Consignes de travail:
Imprimez sans rien changer le passage de l'entretien avec Alain Chamfort, plus bas, en commençant à « Authentique dandy nimbé » et en terminant à « session studio ? ».

Texte fourni:
◇ ◇ ◇ ◇ ◇ ◇ ◇

Authentique dandy nimbé d’une immarcescible élégance, Alain Chamfort publie pourtant L’Impermanence, annoncé comme son ultime album. Un point pas vraiment final à une carrière exemplaire. Conversation avec un artiste hors du temps.
La tournée de L’Impermanence débutera à l’automne. Lorsque l’on conçoit un album, anticipe-t-on à chaque fois le moment de sa “nouvelle vie”, de sa réinterprétation sur scène, ou bien envisage-t-on dans un premier temps l’objet album et la session studio ?
Alain Chamfort : C’est plutôt comme ça que je fais les choses. Après, on s’adapte. Mais dans un premier temps, on travaille sur l’album. L’idée de le produire sur scène après, c’est autre chose ; c’est une deuxième étape. Je préfère ne pas être embarrassé par ces idées-là. Parce que sinon, on est obligé dès le départ de se limiter et de se dire : « ah ça, on pourra pas le refaire sur scène », et d’adapter au fur et à mesure en fonction des possibilités futures qu’on risque d’avoir. Le mieux c’est de faire l’album, de le concevoir le mieux possible et puis après, trouver une manière de l’adapter quand on sera sur scène.

Il s’agit une conception à plusieurs mains. La voix, évidemment, c’est la vôtre ; la musique, également. Mais il y a la complicité, maintenant de longue date, avec votre parolier Pierre-Dominique Burguad. Comment est-ce que vous échangez avec lui, en particulier sur L’Impermanence et sa trame si particulière ?
D’abord, on parle beaucoup, on est très proches, on se fréquente très régulièrement, on passe beaucoup de temps ensemble. Et au hasard de ces moments, on parle. Évidemment, il y a des discussions sur des sujets divers qui nous intéressent. Ça peut être des sujets légers, des commentaires sur l’actualité, des parfois importantes, et puis des moments un peu plus profonds… Comme n’importe quel ami avec qui on se sent bien, et à qui on n’a pas de problème pour se confier ni entendre ses retours. Il y a vraiment une espèce de tranquillité qui fait qu’on va au bout de ce qu’on a envie de dire ; on n’est pas gênés par la pudeur.
Après, quand je lui donne mes musiques… Là, on était partis sur l’idée que c’était le dernier album. Donc dans la façon de le concevoir, il y avait quand même cette thématique de la finalité des choses, de la finitude, avec effectivement cette idée d’impermanence : que tout redémarre d’une autre manière, que c’est jamais complètement fini. Partant sur ce principe-là, les chansons sont arrivées assez naturellement, avec des moments de conversation qui lui revenaient : « on pourrait les traiter sur cette musique… »

◇ ◇ ◇ ◇ ◇ ◇ ◇

Données fournies:
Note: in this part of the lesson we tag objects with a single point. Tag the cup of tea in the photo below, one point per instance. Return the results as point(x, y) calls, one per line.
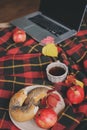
point(56, 71)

◇ ◇ ◇ ◇ ◇ ◇ ◇

Réponse:
Authentique dandy nimbé d’une immarcescible élégance, Alain Chamfort publie pourtant L’Impermanence, annoncé comme son ultime album. Un point pas vraiment final à une carrière exemplaire. Conversation avec un artiste hors du temps.
La tournée de L’Impermanence débutera à l’automne. Lorsque l’on conçoit un album, anticipe-t-on à chaque fois le moment de sa “nouvelle vie”, de sa réinterprétation sur scène, ou bien envisage-t-on dans un premier temps l’objet album et la session studio ?